-- Dataset records start --

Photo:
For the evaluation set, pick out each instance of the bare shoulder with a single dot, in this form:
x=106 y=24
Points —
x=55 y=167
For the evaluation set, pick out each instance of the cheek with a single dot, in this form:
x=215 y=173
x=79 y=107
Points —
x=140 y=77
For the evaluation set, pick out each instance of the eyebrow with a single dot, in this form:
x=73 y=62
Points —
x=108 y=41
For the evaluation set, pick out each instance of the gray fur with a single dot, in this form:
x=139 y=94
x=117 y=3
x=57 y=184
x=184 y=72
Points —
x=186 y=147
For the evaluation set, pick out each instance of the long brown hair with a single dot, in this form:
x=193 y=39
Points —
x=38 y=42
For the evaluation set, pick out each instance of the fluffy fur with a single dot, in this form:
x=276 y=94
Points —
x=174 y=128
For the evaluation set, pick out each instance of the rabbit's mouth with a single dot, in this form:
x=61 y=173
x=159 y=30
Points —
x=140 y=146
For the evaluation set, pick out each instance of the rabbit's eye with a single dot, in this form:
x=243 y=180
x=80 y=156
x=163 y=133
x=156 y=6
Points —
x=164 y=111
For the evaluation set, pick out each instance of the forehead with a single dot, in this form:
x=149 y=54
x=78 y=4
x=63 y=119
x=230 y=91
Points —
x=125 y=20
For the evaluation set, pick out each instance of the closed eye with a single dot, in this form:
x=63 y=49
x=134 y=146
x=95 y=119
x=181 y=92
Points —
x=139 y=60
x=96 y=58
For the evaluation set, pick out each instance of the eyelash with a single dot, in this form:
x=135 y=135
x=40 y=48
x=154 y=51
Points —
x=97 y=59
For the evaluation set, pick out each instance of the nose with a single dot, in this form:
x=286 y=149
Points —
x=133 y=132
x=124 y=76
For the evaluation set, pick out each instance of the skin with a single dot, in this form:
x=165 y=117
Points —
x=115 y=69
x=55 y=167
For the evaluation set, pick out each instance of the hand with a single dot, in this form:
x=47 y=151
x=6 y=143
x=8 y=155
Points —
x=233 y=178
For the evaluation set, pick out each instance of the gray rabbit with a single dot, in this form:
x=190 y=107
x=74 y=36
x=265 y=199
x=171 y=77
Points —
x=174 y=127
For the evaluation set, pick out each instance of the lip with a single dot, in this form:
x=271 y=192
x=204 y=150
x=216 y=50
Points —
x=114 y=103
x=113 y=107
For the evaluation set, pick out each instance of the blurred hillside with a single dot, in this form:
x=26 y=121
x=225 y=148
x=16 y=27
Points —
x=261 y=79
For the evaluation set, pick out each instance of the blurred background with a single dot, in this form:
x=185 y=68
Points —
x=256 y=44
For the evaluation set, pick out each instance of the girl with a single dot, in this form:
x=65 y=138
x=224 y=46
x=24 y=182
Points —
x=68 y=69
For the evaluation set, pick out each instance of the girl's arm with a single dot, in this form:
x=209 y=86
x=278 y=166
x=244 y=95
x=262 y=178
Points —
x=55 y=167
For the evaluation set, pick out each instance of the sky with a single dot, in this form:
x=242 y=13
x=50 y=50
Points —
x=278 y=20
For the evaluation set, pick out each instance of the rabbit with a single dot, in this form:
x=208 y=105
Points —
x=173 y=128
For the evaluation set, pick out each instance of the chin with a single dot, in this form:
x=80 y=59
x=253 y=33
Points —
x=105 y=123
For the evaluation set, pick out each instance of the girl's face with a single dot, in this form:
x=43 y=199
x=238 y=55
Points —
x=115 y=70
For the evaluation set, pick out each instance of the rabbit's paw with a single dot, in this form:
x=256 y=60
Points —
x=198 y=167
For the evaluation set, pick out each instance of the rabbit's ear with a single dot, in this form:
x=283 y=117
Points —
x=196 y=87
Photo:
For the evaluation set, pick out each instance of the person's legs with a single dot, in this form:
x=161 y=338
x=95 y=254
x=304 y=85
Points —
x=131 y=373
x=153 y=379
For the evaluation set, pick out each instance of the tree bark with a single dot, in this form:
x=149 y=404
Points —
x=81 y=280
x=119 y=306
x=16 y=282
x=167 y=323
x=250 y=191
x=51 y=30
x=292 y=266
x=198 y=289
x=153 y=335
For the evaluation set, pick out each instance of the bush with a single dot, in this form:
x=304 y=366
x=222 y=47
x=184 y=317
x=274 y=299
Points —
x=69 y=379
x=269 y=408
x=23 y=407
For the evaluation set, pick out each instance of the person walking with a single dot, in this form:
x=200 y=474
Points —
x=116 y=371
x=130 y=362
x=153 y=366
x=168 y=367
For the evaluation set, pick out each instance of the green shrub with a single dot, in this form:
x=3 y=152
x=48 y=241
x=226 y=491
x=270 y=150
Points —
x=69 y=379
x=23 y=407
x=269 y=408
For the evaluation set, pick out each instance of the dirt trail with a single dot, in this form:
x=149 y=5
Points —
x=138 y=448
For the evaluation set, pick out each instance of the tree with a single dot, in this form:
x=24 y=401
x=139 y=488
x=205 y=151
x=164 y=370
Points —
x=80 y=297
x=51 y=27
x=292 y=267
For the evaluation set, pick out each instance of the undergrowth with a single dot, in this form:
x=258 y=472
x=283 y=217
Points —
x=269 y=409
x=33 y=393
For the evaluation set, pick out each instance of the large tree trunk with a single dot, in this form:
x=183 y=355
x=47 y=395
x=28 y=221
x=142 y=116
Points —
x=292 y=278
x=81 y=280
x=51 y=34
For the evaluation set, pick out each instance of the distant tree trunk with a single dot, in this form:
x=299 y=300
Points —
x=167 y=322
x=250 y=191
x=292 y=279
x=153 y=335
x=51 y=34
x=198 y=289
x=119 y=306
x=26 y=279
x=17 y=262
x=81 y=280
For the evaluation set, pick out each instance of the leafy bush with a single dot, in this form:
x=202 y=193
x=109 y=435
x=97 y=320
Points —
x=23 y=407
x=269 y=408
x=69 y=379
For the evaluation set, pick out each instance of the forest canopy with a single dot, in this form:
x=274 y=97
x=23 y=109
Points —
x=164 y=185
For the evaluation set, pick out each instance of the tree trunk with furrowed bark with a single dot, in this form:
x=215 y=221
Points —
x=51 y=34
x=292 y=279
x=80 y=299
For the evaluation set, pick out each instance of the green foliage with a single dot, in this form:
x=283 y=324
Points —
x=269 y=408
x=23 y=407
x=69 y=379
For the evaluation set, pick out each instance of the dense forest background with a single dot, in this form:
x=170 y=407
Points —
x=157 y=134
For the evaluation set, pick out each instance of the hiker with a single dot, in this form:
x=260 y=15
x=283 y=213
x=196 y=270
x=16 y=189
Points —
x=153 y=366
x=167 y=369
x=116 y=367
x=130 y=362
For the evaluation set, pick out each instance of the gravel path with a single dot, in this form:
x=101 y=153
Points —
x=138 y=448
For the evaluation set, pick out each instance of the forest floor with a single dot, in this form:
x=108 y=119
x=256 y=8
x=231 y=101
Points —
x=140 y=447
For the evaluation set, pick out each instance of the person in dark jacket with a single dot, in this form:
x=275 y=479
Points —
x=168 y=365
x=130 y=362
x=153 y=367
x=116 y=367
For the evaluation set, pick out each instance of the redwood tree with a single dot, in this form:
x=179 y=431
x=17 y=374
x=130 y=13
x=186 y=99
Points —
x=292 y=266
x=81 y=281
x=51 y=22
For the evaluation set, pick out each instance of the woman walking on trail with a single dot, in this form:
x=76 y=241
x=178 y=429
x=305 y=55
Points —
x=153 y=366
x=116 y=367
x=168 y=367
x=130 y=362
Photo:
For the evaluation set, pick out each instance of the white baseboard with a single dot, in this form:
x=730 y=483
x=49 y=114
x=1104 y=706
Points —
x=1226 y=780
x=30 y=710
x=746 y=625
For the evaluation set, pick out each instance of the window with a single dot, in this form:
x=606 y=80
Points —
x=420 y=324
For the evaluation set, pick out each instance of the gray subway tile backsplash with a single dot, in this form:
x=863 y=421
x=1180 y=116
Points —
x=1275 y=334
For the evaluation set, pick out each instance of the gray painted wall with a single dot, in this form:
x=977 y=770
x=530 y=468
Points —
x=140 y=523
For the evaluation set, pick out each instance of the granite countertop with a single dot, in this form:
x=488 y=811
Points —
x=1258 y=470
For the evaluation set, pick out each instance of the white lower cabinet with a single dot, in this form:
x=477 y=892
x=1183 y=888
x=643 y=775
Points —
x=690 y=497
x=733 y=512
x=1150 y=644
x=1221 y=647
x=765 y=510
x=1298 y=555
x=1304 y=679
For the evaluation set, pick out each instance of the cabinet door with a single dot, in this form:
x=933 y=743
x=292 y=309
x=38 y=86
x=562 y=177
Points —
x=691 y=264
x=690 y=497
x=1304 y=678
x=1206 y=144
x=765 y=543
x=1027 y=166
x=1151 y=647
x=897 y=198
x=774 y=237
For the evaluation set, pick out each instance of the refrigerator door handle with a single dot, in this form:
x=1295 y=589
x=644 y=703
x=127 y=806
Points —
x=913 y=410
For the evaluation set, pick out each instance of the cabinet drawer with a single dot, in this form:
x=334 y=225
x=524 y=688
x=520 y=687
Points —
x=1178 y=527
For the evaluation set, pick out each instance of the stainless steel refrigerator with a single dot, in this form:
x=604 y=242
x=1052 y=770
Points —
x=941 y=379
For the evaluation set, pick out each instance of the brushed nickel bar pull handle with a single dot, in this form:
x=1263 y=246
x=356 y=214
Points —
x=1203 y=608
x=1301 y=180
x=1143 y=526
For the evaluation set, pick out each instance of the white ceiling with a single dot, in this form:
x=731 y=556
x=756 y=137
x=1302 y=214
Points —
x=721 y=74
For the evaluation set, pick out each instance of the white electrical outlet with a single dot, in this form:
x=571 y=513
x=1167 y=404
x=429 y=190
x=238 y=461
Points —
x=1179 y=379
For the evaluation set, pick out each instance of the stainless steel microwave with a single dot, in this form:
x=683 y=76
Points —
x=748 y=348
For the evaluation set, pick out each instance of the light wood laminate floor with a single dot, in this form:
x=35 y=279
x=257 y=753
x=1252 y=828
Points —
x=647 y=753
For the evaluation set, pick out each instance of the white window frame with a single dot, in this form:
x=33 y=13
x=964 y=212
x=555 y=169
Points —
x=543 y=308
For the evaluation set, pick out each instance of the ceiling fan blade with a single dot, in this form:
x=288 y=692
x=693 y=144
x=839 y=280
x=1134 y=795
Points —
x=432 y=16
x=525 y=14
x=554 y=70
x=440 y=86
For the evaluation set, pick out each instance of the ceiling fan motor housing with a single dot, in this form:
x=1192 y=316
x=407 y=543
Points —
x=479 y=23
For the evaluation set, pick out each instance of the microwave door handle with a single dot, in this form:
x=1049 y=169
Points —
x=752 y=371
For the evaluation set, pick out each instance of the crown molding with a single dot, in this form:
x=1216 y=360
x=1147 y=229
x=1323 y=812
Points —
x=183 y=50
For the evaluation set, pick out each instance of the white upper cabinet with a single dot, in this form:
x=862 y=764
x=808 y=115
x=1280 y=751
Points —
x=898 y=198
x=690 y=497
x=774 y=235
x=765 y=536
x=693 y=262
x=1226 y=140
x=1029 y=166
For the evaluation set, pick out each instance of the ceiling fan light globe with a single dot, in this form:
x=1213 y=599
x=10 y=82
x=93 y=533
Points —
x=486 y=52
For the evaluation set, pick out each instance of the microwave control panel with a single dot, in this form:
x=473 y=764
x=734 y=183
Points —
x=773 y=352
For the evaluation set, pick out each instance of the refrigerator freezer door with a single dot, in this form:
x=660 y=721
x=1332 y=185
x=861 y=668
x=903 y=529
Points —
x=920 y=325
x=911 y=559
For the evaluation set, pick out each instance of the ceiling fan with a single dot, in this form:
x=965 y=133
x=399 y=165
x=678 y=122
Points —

-- Dataset records end --

Written instruction - Add 57 to each number in the answer coordinates, then write out again only the data from the line containing "stainless steel microwave" through the line containing "x=748 y=348", with the requests included and left unchanged.

Written reply -
For the evaluation set, pick out each instance of the stainless steel microwave with a single dot, in this form:
x=683 y=76
Points —
x=805 y=405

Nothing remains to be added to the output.